─── Given data

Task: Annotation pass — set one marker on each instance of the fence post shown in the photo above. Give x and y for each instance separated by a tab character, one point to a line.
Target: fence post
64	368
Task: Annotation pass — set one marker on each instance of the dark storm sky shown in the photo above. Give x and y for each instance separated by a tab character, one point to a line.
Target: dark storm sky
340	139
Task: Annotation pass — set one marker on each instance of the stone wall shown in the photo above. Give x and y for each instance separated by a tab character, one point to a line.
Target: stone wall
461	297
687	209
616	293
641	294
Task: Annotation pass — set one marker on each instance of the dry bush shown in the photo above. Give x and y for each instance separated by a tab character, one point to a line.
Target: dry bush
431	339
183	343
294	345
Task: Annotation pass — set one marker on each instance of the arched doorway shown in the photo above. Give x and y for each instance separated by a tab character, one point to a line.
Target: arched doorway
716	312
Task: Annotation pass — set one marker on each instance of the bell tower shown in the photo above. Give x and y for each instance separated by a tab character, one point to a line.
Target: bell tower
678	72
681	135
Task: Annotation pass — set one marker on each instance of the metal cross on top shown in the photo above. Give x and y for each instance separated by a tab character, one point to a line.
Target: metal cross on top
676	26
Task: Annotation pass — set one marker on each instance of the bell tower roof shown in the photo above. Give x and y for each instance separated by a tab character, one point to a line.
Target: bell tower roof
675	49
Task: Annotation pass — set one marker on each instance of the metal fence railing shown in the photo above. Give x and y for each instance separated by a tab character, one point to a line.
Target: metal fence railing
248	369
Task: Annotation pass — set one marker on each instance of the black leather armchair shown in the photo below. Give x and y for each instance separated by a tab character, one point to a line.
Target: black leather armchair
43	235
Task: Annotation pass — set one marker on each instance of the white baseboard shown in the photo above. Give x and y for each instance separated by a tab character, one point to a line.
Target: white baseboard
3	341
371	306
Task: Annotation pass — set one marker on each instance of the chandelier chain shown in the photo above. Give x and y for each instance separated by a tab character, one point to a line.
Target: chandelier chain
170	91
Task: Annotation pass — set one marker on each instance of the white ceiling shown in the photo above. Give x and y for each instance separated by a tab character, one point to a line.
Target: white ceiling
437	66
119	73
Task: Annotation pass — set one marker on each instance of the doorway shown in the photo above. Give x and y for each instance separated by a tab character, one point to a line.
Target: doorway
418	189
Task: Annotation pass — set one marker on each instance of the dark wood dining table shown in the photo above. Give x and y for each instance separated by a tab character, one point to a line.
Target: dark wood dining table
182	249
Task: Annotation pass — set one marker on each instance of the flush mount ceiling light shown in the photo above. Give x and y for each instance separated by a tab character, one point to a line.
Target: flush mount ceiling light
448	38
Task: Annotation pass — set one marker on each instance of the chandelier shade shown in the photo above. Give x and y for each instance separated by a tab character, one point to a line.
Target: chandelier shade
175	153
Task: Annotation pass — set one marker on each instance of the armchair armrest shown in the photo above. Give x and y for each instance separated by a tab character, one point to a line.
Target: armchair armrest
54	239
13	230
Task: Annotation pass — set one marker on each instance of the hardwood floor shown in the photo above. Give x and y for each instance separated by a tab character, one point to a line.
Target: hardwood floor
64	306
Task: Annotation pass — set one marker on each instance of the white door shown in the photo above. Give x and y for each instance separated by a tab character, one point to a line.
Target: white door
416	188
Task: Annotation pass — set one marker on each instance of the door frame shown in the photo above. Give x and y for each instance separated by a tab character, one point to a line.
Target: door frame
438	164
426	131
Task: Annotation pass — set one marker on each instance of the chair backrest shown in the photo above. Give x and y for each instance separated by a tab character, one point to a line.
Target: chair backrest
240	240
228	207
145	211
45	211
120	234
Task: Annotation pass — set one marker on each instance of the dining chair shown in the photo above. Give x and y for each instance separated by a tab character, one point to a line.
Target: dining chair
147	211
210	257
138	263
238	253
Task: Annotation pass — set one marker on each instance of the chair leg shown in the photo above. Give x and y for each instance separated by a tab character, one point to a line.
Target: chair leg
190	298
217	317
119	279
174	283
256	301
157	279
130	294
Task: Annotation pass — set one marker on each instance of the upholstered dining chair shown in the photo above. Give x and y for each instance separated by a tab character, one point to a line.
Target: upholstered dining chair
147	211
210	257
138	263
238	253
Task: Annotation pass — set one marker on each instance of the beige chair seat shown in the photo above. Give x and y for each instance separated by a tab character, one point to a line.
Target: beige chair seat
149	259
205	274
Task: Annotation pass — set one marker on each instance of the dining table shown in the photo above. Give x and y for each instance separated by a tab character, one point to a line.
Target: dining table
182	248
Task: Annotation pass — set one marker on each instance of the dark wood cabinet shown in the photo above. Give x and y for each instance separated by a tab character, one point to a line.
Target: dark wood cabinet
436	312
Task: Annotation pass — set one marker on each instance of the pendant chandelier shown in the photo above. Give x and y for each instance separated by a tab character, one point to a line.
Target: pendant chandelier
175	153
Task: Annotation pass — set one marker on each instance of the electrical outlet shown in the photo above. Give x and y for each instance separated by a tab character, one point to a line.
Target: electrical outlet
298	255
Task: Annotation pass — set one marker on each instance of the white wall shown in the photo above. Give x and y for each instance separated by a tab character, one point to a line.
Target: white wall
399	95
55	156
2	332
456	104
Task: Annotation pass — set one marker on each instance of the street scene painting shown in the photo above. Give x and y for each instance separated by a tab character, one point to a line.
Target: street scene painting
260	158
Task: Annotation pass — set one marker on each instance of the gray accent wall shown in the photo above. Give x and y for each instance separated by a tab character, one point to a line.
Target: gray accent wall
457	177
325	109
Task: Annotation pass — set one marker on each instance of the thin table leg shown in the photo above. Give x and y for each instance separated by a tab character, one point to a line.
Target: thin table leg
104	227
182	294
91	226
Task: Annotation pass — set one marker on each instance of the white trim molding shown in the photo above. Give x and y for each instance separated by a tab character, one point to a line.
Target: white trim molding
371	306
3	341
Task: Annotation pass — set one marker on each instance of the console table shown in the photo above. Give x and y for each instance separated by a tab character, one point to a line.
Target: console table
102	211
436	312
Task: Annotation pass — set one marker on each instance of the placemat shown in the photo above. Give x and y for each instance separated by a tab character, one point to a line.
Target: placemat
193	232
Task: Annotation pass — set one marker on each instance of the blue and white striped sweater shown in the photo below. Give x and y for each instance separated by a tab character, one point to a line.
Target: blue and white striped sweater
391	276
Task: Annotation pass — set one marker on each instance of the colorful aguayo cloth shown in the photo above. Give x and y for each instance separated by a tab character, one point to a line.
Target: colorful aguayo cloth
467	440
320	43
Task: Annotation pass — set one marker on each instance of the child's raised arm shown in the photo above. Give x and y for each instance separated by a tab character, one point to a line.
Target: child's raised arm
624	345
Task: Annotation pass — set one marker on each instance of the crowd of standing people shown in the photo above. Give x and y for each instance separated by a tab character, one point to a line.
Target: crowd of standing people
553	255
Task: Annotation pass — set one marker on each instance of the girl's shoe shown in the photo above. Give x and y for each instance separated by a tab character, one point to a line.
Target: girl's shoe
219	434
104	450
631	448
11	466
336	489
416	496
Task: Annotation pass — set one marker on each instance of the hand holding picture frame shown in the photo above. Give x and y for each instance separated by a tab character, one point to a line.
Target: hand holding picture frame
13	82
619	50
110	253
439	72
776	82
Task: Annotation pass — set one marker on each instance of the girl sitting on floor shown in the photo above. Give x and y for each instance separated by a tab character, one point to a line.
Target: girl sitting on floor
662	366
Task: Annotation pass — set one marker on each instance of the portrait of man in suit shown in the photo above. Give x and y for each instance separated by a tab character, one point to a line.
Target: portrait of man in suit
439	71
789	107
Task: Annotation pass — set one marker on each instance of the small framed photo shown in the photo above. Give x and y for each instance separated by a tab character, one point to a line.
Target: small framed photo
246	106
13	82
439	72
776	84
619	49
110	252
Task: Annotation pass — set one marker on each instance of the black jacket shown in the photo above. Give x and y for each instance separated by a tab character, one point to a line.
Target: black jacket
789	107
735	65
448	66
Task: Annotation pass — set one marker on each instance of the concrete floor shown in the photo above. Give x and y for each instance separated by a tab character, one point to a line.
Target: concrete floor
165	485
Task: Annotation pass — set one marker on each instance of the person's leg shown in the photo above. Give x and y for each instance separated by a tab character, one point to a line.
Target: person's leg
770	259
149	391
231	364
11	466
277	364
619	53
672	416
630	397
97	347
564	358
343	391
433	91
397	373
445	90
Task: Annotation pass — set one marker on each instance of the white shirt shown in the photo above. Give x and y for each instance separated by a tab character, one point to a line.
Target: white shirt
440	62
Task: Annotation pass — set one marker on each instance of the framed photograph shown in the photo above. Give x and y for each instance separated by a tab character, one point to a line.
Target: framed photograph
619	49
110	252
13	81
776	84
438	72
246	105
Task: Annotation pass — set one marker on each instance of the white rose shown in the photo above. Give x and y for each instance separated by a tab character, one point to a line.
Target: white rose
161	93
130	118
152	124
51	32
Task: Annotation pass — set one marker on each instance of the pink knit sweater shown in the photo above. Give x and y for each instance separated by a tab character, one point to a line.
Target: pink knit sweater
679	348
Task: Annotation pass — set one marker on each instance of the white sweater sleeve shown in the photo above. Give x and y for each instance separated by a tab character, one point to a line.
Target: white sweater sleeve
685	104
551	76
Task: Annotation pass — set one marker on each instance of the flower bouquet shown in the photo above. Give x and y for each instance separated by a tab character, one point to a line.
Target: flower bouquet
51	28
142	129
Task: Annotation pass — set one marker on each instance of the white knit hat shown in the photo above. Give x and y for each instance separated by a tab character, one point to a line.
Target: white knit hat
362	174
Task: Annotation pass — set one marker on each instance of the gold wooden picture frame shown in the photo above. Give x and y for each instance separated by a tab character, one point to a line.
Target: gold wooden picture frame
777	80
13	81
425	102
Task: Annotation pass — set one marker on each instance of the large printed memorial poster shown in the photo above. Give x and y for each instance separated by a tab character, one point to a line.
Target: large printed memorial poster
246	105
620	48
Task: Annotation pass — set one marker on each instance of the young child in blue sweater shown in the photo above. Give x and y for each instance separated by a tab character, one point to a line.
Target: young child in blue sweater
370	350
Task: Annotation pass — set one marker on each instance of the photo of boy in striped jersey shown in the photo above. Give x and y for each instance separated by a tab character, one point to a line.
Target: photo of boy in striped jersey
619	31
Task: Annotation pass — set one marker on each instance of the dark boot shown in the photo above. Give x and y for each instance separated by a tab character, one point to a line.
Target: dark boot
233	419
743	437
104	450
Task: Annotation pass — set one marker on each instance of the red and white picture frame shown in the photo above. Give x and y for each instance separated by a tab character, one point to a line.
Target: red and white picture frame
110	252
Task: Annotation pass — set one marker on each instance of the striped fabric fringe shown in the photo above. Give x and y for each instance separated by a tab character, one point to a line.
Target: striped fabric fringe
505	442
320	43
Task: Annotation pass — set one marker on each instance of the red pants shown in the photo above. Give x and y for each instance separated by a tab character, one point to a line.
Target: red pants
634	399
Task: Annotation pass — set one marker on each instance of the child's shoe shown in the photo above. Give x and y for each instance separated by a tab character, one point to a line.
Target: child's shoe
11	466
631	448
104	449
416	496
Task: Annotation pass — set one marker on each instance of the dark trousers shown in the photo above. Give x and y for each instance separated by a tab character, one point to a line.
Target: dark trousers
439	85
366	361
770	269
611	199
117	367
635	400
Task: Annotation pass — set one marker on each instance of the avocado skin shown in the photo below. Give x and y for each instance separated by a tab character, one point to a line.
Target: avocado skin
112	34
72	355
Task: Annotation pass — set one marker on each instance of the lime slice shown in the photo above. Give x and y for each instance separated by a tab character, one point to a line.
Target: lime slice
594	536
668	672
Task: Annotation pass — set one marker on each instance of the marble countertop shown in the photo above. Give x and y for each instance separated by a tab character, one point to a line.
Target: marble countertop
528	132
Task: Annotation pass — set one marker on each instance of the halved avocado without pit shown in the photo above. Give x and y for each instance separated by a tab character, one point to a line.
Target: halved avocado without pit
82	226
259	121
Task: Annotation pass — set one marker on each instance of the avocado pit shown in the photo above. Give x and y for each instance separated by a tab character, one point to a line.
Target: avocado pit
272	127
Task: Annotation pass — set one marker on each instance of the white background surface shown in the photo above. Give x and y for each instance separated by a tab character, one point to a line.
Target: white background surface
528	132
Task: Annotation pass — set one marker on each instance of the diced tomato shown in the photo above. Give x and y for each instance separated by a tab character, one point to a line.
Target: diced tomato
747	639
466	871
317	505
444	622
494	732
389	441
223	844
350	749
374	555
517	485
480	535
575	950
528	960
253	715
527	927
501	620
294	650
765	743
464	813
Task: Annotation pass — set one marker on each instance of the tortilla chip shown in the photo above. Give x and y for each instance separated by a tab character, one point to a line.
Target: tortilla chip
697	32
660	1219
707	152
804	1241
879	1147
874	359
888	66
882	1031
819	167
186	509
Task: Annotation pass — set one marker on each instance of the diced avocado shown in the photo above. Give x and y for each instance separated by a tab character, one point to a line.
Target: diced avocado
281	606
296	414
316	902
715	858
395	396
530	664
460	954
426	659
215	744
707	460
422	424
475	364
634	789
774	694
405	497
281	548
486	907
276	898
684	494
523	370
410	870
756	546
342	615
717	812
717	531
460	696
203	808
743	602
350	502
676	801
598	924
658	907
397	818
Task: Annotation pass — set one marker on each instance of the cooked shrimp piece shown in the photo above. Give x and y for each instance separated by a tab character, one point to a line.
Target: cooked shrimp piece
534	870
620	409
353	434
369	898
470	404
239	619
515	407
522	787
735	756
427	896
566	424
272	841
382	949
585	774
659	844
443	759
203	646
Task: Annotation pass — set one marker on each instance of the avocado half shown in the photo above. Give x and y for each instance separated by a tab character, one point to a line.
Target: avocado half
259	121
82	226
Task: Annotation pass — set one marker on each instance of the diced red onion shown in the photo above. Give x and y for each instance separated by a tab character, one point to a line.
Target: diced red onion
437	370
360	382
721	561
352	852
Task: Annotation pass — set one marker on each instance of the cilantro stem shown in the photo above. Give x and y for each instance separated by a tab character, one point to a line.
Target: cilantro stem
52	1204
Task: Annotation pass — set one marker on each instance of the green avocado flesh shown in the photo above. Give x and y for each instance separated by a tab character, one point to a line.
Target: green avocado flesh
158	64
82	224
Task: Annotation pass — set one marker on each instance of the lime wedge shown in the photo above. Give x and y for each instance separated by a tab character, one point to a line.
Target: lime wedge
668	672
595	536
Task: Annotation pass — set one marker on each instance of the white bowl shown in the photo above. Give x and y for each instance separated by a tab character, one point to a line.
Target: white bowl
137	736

──────

__About this task__:
Look above for the line holding "of the halved" and the line holding "the diced avocado", then output exactly those two lines and every line between them, nothing more.

__Task answer__:
Task: Annotation pass — set one marker on each instance of the halved avocado without pit shown in the photo above. Give x and y for each instance separated by a tab character, one point to a line.
Target: halved avocado without pit
82	226
259	121
Task: Annotation pass — set one marker on each instance of the avocado pit shown in the photo above. Give x and y for each instance separated by a tab character, one point to a line.
Target: avocado pit
272	127
Task: Annotation pass — set one marker on each instance of the white background surface shown in the photo above. Give x and y for each instance separated by a tab character, one point to a line.
Target: white background surface
528	132
Task: Annotation pass — set one marker on each instance of the diced tomato shown in the photo above. Give x and y for each instance separated by a tab character, one point to a line.
Target: diced tomato
747	639
466	871
317	505
444	622
494	732
389	441
223	844
350	749
374	555
517	485
480	535
575	950
528	960
253	715
527	927
501	620
294	650
765	743
464	813
Task: Annotation pass — set one marker on each instance of the tortilla chip shown in the photo above. Give x and y for each instance separated by a tab character, one point to a line.
Target: tortilla chip
697	32
660	1219
707	152
804	1241
879	1147
874	359
888	66
882	1031
819	167
186	509
Task: Annotation pass — set one marker on each instance of the diced avocado shown in the photo above. Give x and y for each instance separated by a tab character, one point to a line.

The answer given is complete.